GOAL - Reproduce the following data verbatim, preserving every line and character without alteration.

RECORDS SUPPLIED -
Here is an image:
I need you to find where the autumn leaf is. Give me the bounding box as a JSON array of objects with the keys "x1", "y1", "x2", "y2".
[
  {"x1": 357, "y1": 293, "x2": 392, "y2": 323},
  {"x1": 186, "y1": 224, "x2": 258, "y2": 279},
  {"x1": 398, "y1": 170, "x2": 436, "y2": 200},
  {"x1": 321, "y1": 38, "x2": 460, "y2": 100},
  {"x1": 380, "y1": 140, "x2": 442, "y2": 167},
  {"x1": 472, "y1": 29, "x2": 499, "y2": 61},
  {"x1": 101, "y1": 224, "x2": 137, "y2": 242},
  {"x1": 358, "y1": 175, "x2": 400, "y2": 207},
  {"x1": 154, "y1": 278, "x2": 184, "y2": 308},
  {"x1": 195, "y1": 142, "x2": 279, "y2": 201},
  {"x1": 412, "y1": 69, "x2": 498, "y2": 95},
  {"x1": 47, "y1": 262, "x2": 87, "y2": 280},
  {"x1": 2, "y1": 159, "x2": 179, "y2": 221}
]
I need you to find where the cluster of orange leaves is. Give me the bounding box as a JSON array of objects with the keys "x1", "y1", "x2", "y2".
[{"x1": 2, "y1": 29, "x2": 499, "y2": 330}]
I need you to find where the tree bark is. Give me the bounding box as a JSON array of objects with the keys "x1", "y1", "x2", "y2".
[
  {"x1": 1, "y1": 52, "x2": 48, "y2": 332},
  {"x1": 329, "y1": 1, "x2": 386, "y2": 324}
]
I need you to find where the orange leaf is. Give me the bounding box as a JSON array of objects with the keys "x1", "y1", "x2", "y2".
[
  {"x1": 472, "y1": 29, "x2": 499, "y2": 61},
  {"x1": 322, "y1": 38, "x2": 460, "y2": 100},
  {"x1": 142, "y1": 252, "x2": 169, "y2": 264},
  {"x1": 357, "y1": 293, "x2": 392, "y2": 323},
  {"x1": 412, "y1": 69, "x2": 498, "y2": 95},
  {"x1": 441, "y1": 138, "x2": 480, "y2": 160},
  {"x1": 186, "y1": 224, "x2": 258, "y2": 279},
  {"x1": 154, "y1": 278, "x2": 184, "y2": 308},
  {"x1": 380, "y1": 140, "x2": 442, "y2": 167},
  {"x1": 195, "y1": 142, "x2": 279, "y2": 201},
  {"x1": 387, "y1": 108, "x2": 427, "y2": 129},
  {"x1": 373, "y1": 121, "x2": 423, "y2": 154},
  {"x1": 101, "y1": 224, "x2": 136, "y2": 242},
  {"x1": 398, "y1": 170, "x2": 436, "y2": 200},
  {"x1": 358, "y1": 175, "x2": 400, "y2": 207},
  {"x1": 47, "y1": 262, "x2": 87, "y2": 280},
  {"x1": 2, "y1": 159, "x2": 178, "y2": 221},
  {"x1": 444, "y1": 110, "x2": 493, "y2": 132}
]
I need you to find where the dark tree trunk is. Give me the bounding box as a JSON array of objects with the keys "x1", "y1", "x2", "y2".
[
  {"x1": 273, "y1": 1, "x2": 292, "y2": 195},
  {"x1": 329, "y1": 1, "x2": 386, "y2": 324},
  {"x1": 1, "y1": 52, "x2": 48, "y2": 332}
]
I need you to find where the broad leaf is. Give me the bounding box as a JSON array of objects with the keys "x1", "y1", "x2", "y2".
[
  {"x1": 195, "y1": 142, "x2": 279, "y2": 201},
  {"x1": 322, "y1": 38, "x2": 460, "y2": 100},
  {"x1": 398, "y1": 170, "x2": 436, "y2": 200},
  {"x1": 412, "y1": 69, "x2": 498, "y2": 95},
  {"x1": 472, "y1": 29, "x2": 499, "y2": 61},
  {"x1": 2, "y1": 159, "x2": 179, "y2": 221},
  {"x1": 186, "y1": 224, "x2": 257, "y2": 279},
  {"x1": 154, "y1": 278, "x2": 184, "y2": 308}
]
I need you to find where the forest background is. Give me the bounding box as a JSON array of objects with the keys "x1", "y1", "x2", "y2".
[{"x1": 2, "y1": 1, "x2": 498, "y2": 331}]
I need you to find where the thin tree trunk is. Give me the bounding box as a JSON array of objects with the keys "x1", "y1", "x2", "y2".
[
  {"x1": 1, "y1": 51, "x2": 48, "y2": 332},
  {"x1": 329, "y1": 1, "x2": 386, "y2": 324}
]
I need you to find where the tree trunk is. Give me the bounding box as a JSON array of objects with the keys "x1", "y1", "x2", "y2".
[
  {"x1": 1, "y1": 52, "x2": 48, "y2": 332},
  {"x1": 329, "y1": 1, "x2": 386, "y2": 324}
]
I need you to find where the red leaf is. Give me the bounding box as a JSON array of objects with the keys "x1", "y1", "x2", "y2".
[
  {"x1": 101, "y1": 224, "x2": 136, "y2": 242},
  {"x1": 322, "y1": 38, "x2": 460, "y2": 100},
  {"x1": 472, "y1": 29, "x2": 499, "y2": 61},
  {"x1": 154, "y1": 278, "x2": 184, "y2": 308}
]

SOLUTION TO THIS PROBLEM -
Here is an image:
I need you to find where the autumn leaf is. Give me the bounding box as a JSON array of objects with the keys "x1", "y1", "x2", "y2".
[
  {"x1": 357, "y1": 293, "x2": 392, "y2": 323},
  {"x1": 186, "y1": 224, "x2": 258, "y2": 279},
  {"x1": 398, "y1": 170, "x2": 436, "y2": 200},
  {"x1": 321, "y1": 38, "x2": 460, "y2": 100},
  {"x1": 380, "y1": 140, "x2": 442, "y2": 167},
  {"x1": 472, "y1": 29, "x2": 499, "y2": 61},
  {"x1": 101, "y1": 224, "x2": 137, "y2": 242},
  {"x1": 358, "y1": 175, "x2": 400, "y2": 207},
  {"x1": 154, "y1": 278, "x2": 184, "y2": 308},
  {"x1": 195, "y1": 142, "x2": 279, "y2": 201},
  {"x1": 412, "y1": 69, "x2": 498, "y2": 95},
  {"x1": 47, "y1": 262, "x2": 87, "y2": 280},
  {"x1": 2, "y1": 159, "x2": 179, "y2": 221}
]
I need you to find where the cluster of orange leaves is. Give me the bounding box as a JSON array of objects with the keys "x1", "y1", "x2", "y2".
[{"x1": 2, "y1": 29, "x2": 499, "y2": 330}]
I need you to find where the tree bark is. Give me the bounding box as a JSON array of objects with the keys "x1", "y1", "x2", "y2".
[
  {"x1": 1, "y1": 52, "x2": 48, "y2": 332},
  {"x1": 329, "y1": 1, "x2": 386, "y2": 324}
]
I need you to find where the orange leaf is. Give me the bounding box as a JSON array of objects with the keys "x1", "y1", "x2", "y2".
[
  {"x1": 472, "y1": 29, "x2": 499, "y2": 61},
  {"x1": 322, "y1": 38, "x2": 460, "y2": 100},
  {"x1": 142, "y1": 252, "x2": 169, "y2": 264},
  {"x1": 357, "y1": 293, "x2": 392, "y2": 323},
  {"x1": 412, "y1": 69, "x2": 498, "y2": 95},
  {"x1": 441, "y1": 138, "x2": 480, "y2": 160},
  {"x1": 186, "y1": 224, "x2": 258, "y2": 279},
  {"x1": 154, "y1": 278, "x2": 184, "y2": 308},
  {"x1": 380, "y1": 140, "x2": 442, "y2": 167},
  {"x1": 195, "y1": 142, "x2": 279, "y2": 201},
  {"x1": 387, "y1": 108, "x2": 427, "y2": 129},
  {"x1": 373, "y1": 121, "x2": 423, "y2": 154},
  {"x1": 101, "y1": 224, "x2": 136, "y2": 242},
  {"x1": 398, "y1": 170, "x2": 436, "y2": 200},
  {"x1": 358, "y1": 175, "x2": 400, "y2": 207},
  {"x1": 47, "y1": 262, "x2": 87, "y2": 280},
  {"x1": 2, "y1": 159, "x2": 178, "y2": 221},
  {"x1": 444, "y1": 110, "x2": 493, "y2": 132}
]
I need you to find where the dark tree trunk is. Give me the bounding box as a JSON array of objects with the keys "x1", "y1", "x2", "y2".
[
  {"x1": 273, "y1": 1, "x2": 292, "y2": 195},
  {"x1": 329, "y1": 1, "x2": 386, "y2": 324},
  {"x1": 1, "y1": 52, "x2": 48, "y2": 332}
]
I need you to find where the broad leaf is. Give me the bounding box as a JSON array of objects with the keys "x1", "y1", "x2", "y2".
[
  {"x1": 195, "y1": 142, "x2": 279, "y2": 201},
  {"x1": 322, "y1": 38, "x2": 460, "y2": 100},
  {"x1": 398, "y1": 170, "x2": 436, "y2": 200},
  {"x1": 412, "y1": 69, "x2": 498, "y2": 95},
  {"x1": 472, "y1": 29, "x2": 499, "y2": 61},
  {"x1": 2, "y1": 159, "x2": 179, "y2": 221},
  {"x1": 186, "y1": 224, "x2": 257, "y2": 279},
  {"x1": 154, "y1": 278, "x2": 184, "y2": 308}
]
I need you to find where the forest background is. Give me the bounding box as a JSON array of objects with the keys "x1", "y1", "x2", "y2".
[{"x1": 2, "y1": 1, "x2": 498, "y2": 331}]
I need you to find where the thin tree trunk is. Give me the bounding box as a JSON array of objects with the keys "x1", "y1", "x2", "y2".
[
  {"x1": 1, "y1": 51, "x2": 48, "y2": 332},
  {"x1": 329, "y1": 1, "x2": 386, "y2": 324}
]
I need you to find where the tree trunk is. Give me the bounding box as a JSON array of objects with the keys "x1", "y1", "x2", "y2".
[
  {"x1": 1, "y1": 52, "x2": 48, "y2": 332},
  {"x1": 329, "y1": 1, "x2": 386, "y2": 324}
]
I need you to find where the red leaf is. Give me the bounding box as a JSON array of objects with the keys "x1", "y1", "x2", "y2".
[
  {"x1": 101, "y1": 224, "x2": 136, "y2": 242},
  {"x1": 322, "y1": 38, "x2": 460, "y2": 100},
  {"x1": 472, "y1": 29, "x2": 499, "y2": 61},
  {"x1": 154, "y1": 278, "x2": 184, "y2": 308}
]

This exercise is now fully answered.